REQUIRED ACTION: Leave the pictures behind and reproduce every line of the listing exactly.

INFORMATION SHOWN:
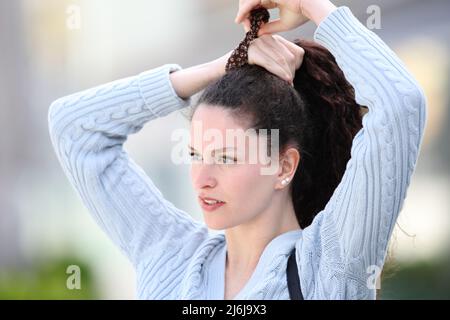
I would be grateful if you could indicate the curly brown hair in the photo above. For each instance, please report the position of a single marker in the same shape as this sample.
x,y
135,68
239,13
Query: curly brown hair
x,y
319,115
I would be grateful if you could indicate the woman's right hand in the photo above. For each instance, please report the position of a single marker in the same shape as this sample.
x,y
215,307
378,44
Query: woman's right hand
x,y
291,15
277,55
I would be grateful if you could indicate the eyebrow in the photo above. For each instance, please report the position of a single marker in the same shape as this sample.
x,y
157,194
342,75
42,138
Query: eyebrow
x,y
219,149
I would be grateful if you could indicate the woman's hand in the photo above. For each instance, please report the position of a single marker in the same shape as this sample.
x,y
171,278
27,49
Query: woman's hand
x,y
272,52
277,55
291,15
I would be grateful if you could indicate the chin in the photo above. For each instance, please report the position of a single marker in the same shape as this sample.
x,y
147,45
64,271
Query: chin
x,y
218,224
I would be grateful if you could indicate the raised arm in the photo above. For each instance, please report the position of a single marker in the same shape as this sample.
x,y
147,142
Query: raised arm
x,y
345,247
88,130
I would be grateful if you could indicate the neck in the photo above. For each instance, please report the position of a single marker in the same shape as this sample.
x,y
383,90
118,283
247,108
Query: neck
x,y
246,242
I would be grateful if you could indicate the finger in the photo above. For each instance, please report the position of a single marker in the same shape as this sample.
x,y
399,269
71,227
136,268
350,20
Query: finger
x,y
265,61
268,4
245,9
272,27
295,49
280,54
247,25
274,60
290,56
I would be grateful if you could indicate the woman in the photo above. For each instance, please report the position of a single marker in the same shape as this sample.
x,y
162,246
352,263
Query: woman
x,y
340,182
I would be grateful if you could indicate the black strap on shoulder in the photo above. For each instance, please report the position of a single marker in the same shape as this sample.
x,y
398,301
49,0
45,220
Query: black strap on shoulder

SOLUTION FOR THIS TASK:
I would be grateful if you could indicate the curly brown hair in the photo above. For each instance, please report the position of a single marker in the same shape as this sample.
x,y
135,68
239,13
Query: curly brown hair
x,y
319,115
I would be grateful if you could indicate the woman's right hand in the photo above. For each instance, please report the position of a single marker in the same shape as this sample.
x,y
215,307
378,44
Query: woman's right hand
x,y
291,15
277,55
I would be grateful if you could indicate the eyebrow in the photo above. For each instance, please report the position of a single marker in the same shape as this sample.
x,y
157,194
342,75
42,138
Query: eyebrow
x,y
219,149
I would be grateful if you could indicate the woman's hand in the photo above. For each instance, please report the position of a single marker in the same shape as this sample.
x,y
171,278
27,49
Query: woman's hand
x,y
272,52
277,55
291,15
I would be grateful if you could indicate the chin in the photo above. For each instance, please report the position of a single marker in the same shape as this sample.
x,y
147,45
64,271
Query: chin
x,y
218,224
I would be grateful if you could indicate the raised arm in the photo above. For each instance, please report the position of a single marker in the same shape as this sample.
x,y
147,142
Query: raised arm
x,y
345,247
88,130
I would be grateful if you could indicate the neck in the photo above. For each instance, please report the position of a single marker in the same shape as this sample.
x,y
383,90
118,283
247,108
Query: neck
x,y
246,242
I would be grateful if you could indicate the finger in the photo above. For each instance, please report the position of a single marker in the same shape as this sample.
x,y
399,269
71,227
136,268
350,20
Query: finger
x,y
265,61
268,4
245,9
272,27
295,49
280,54
247,25
274,60
290,56
I would be grateful if you could indicate the woman in the photo above. For each instance, please report the position of a single marker in the same shape as this sample.
x,y
162,246
352,263
Query: woman
x,y
340,182
I would be grateful if you could indicate the black strap on shoulder in the photo above. For each instance, please report the position of a single marker in the same shape as this sample.
x,y
398,301
49,0
45,220
Query: black strap on shoulder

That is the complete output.